Texte source:
**********
Nietzsche était de ceux-là : il oppose « l’esprit actif » de l’art au « comportement réactif » lié à la recherche de la vérité, serait-elle métaphysique ou scientifique.
Ce qui est « action » artistique est péremptoire à ses yeux, irréfutable, puisque cette action est par essence le fait individuel le plus plénier. Et cette démarche ne réfute aucune autre manifestation humaine. Elle n’engendre aucune querelle, aucun doute. Elle « n’affaiblit » pas la vie par un conflit d’argumentation.
Si Nietzsche préfère l’art à la raison, combien d’autres, et tout particulièrement dans le monde laïque occidental, accordent au contraire à la raison, au déductif causal, une primauté sur l’intuitif, sur l’esthétique.
Nous insistons bien : le monde laïque occidental. Car en Extrême-Orient, la non-croyance palpite au contraire dans un univers d’intuitions et de méditations organisées cette fois sur le rejet du lien causal.
Le bouddhisme cultive la « momentanéisation » de la pensée, isolant chaque image du film de la vie plutôt de se laisser prendre au piège du déroulement habituel de la pellicule qui donne une fausse impression de continuité au jeu des acteurs, leur procure une « existence » qui ne relève que du monde des apparences.
La cérémonie du thé, le tir à l’arc zen « découpent » le temps en séquences.
Et le taoïsme fait de l’art l’essentiel de sa démarche, car le geste esthétique désobéit par principe aux règles cartésiennes de la raison. Il est ainsi à la source des œuvres superbes de la Chine et du Japon, où la spontanéité intuitive de l’esprit et du geste de l’artiste atteint la perfection.
Comte-Sponville, très inscrit dans la pensée du bouddhisme, déclare ainsi préférer vivre comme vit le vent, changeant, évoluant à l’instant, que vivre comme vit la montagne édifiée figée.
Il cite Montaigne :
Voilà pourquoi le vent use la montage, qui ne l’use pas.
Malraux est littéralement obsédé par ce qu’il dénomme « l’antidestin » de l’homme, voué à l’éphémère, à l’inconsistance face à l’univers géant, et éternel à l’échelle de la dimension et du temps accordés aux hommes.
Ceux-ci vivent comme les insectes. Qui naissent, s’embellissent pour de brèves noces, pondent et meurent après avoir veillé – au fil de leur déclin – à assurer le sort de leur progéniture. Dont l’instinct, chimiquement gouverné, alimentera les jeunes performances reproductrices insouciantes et éperdues.
Un déterminisme inexorable servant certes l’espèce, mais guère l’individu.
**********
Lignes de données
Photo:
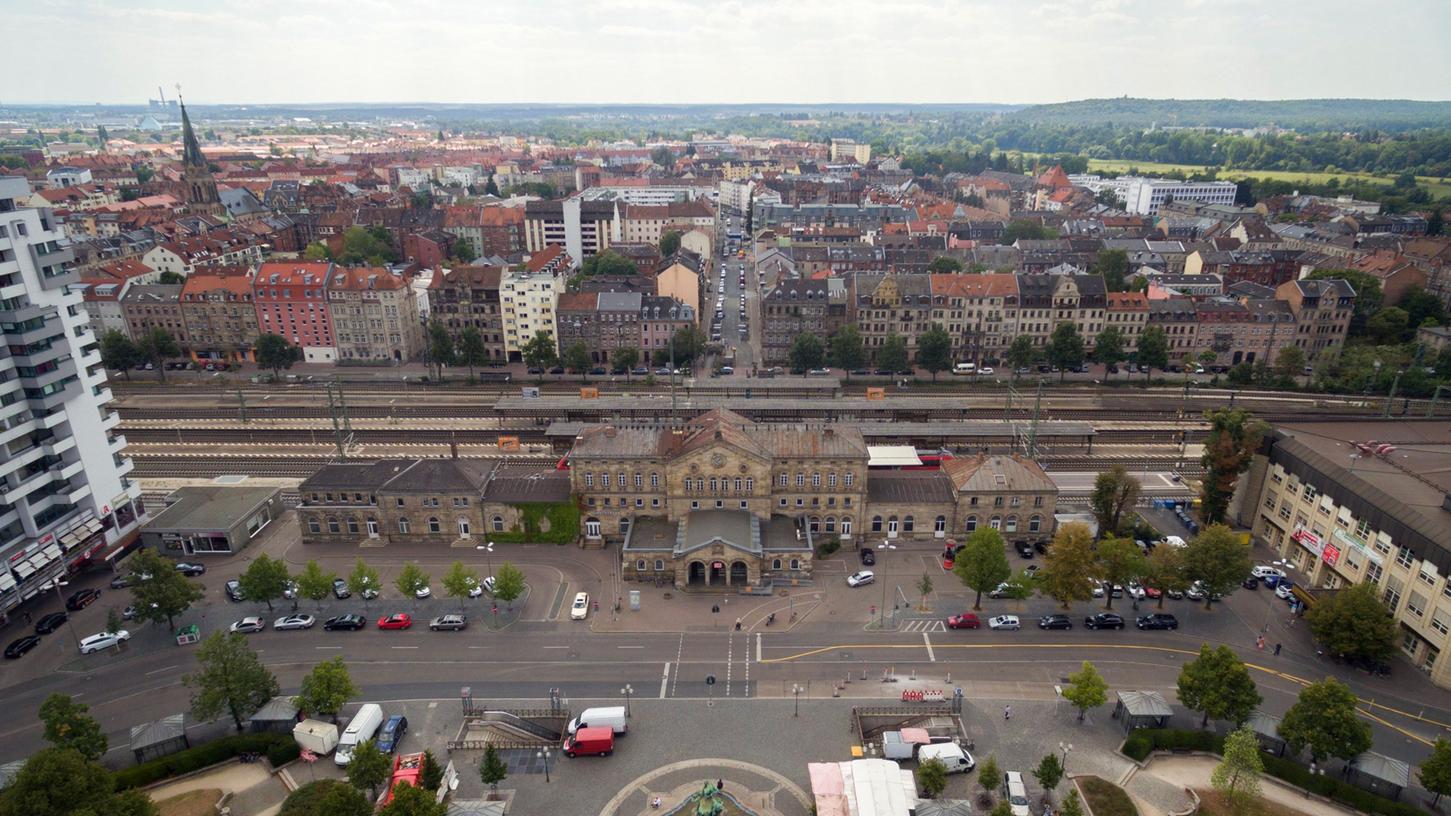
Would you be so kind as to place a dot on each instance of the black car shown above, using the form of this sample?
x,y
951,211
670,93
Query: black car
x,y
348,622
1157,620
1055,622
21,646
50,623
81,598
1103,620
**********
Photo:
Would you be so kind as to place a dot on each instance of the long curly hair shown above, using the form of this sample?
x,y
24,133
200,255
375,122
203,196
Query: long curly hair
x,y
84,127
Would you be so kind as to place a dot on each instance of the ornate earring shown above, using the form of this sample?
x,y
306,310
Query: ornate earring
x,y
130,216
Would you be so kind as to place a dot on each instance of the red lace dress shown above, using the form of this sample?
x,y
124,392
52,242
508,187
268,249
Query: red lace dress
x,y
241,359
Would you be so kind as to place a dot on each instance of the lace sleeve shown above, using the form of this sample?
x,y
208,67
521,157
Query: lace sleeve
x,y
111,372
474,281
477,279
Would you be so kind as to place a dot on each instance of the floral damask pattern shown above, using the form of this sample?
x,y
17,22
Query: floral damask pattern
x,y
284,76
**********
Consigne: Pour chacune des affirmations suivantes, dites si elle concorde avec l'extrait sur l'art et la raison, en répondant par oui ou par non et en citant fidèlement les mots décisifs de l'extrait. (a) Nietzsche place la raison au-dessus de l'art. (b) La cérémonie du thé et le tir à l'arc zen découpent le temps en séquences. (c) Comte-Sponville préfère vivre comme la montagne plutôt que comme le vent.

Corrigé:
(a) Non : « Si Nietzsche préfère l’art à la raison ».
(b) Oui : « La cérémonie du thé, le tir à l’arc zen « découpent » le temps en séquences. »
(c) Non : « déclare ainsi préférer vivre comme vit le vent, changeant, évoluant à l’instant, que vivre comme vit la montagne édifiée figée ».